# Start of Excerpted passage
# Caught My wife watching her Ex.BF pics in FB



## [email protected] (Sep 27, 2012)

Yesterday i caught my wife had watched her previous BF pics in FB.She was always cursing the guy with me but to see her watch the pics of the fellow made me think otherwise.He's also married & we've married for 4 years.Recently she told me that this guy called her office & asked how she was doing & on. And she told me she has told that she's very happy than she was with him & living a good life.But i doubt whether she is still thinking of the guy or maybe they're talking with each other again.This is not a kind of a problem when comparing with other posts in here but i need some advice on this.When i confront her she told me she just did it for her curiosity & nothing more than that.Would value some thoughts of others


----------



## malkuth (Dec 28, 2012)

they are talking or they will be talkin anytime.

you are so lucky to have realised this early. I am not confident with my possible advice on this so I leave it to more experienced people. but certainly you have to stop this the right way before it happens.


----------



## RandomDude (Dec 18, 2010)

She probably hasn't fully found her closure yet, it's when it's "meh, don't really give a sh-t" when you know it's closed for good, not always cursing the guy or bringing him up. Does she do that with you?

But chances are, she was probably curious. I'm curious too at times when it comes to old lovers or friends - aren't you? Doesn't mean I think about them sexually at all but it's always interesting to see how others have moved on.


----------



## [email protected] (Sep 27, 2012)

Thanks for the replies.I guess It's too early to find out whether if anything is happening between them.I trust her, but until i caught her she didn't told me that she checked him out in FB. (She has opened 3 windows & closed all tabs together).Since she told me he called her recently maybe because of that she may have checked his profile.I know it ain't a crime but she wouldn't think the same if she caught me watching my ExGF's pro in FB (I only had just 1 affair before i got married & i didn't really care what she was doing after she left me). I was not there at home on the night she watched his profile & now i doubt whether they chat with each other too.I tried to find a way to recover the deleted messages in FB to see if there's anything that i know is going on but failed.


----------



## The Cro-Magnon (Sep 30, 2012)

*the slippery slope of infidelity*


----------



## [email protected] (Sep 27, 2012)
# End of Excerpted passage
# Start of Given data
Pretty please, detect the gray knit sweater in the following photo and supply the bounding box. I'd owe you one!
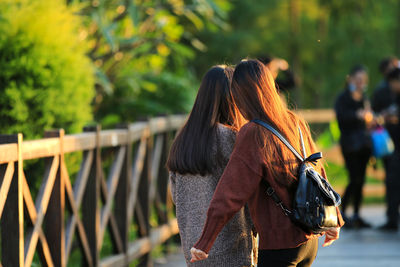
[170,125,252,267]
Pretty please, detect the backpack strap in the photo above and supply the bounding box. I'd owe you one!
[252,119,306,162]
[252,119,322,217]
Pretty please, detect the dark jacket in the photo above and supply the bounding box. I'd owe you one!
[335,88,371,153]
[386,95,400,153]
[194,122,343,252]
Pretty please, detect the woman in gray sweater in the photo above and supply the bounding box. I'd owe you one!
[167,66,253,267]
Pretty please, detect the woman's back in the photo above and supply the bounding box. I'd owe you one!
[171,124,252,267]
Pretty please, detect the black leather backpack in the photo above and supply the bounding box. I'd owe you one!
[253,119,341,234]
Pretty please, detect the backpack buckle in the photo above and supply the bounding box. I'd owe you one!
[267,187,275,196]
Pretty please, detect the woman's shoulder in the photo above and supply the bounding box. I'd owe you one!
[217,123,237,143]
[237,121,260,139]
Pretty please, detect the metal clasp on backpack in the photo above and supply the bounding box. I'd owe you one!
[277,201,292,216]
[266,187,275,196]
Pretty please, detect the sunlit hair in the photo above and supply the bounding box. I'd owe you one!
[232,59,316,184]
[167,65,244,175]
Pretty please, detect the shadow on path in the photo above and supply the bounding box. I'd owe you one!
[154,206,400,267]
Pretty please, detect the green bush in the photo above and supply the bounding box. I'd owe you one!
[0,0,94,139]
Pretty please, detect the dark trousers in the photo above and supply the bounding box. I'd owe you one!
[257,238,318,267]
[386,151,400,225]
[342,148,371,217]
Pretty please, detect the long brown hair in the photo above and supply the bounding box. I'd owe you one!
[167,65,243,175]
[232,60,316,184]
# End of Given data
■ **Written exercise A**:
Rewrite the entries from their beginning through the line containing "[167,66,253,267]", both ends included, with each bounding box coordinate in the answers multiplied by 1.95 and rounded to a whole number, halves going up. Keep the wording of the other lines unchanged, and leave the pictures out.
■ **Written exercise B**:
Write what comes next in the forum thread about a wife viewing her ex-boyfriend's Facebook photos, picking up from where it stops.

■ **Final result A**:
Pretty please, detect the gray knit sweater in the following photo and supply the bounding box. I'd owe you one!
[332,244,491,521]
Pretty please, detect the backpack strap in the photo above and supply the bounding box. I'd owe you one!
[491,232,597,316]
[491,232,628,423]
Pretty please, detect the dark jacket in the photo above and supply the bounding box. I'd owe you one!
[653,172,723,298]
[753,185,780,298]
[378,238,669,491]
Pretty please, detect the woman in gray sweater in the photo above and supply the bounding box. I'd owe you one!
[326,129,493,521]

■ **Final result B**:
Decorum said:


> She should not be in contact with her ex socially!!!!!!!
> And if she is doing so and not telling you its a BIG RED FLAG!!
> Its disrespectful to you marriage and to you!


I agree with the fact that its disrespectful & so she has understand about it as well.I don't want to ruin my life or our marriage over this incident but what i can't stand is that she tried to hide it without telling me.I'm not into FACEBOOK & i personally think that's a piece of crap!!!..Why would you want to publicize of what you do with your personal life. I have some friends who keep a close company with me whereas my wife is more into facebook have less opportunity to meet her friends cuz she's from another state.She used to accept invitations from any jerk until i found that such a buger has chat her asking whether she likes to bed with him.I just removed all the unknown people from her profile & told her not to add anyone that she doesn't know personally. But recently also i found that she had accepted some F.requests from people who she doesn't know.


----------



## Caribbean Man (Jun 3, 2012)

[email protected] said:


> I agree with the fact that its disrespectful & so she has understand about it as well.I don't want to ruin my life or our marriage over this incident but what i can't stand is that she tried to hide it without telling me.I'm not into FACEBOOK & i personally think that's a piece of crap!!!..Why would you want to publicize of what you do with your personal life. I have some friends who keep a close company with me whereas my wife is more into facebook have less opportunity to meet her friends cuz she's from another state.She used to accept invitations from any jerk until i found that such a buger has chat her asking whether she likes to bed with him.I just removed all the unknown people from her profile & told her not to add anyone that she doesn't know personally. But recently also i found that she had accepted some F.requests from people who she doesn't know.


Randy,
Those are NOT healthy signs.
She is hiding her online stuff from you.
Why should you have to tell her stop chatting with random strangers on Facebook who wants to have sex with her?
Your wife seems to be searching for sexual stimulation outside of marriage. She's walking in quicksand.
Is she bored ?
How is the sex between both of you?
Maybe there are issues in the relationship that needs to be addressed.
But you need to pull the plug on that Facebook thing.


----------



## Maneo (Dec 4, 2012)

Only you and your wife know all the dynamics of your relationship. You indicate you trust her yet you feel it necessary to delete people you don't feel should be in her friend list on Facebook.
Many on this forum speak from bitter experience of betrayal and so the slightest action may be grounds for suspect motives and monitoring behavior and checking up. But those actions are often the beginnings of mistrust and growing alienation. 
For every negative, broken relationship that breeds future tendencies to closely watch for any signs that might be interpreted as straying in future relationships, there are many more where trust does exist and both partners have a fair amount of freedom in their actions because each knows the other will not wander. 
Looking up people including old boy friends on Facebook can simply be curiosity and nothing more. 
Be careful your trust does not turn to distrust and your suspicions don't fuel a self- fulfilling prophecy.


----------



## [email protected] (Sep 27, 2012)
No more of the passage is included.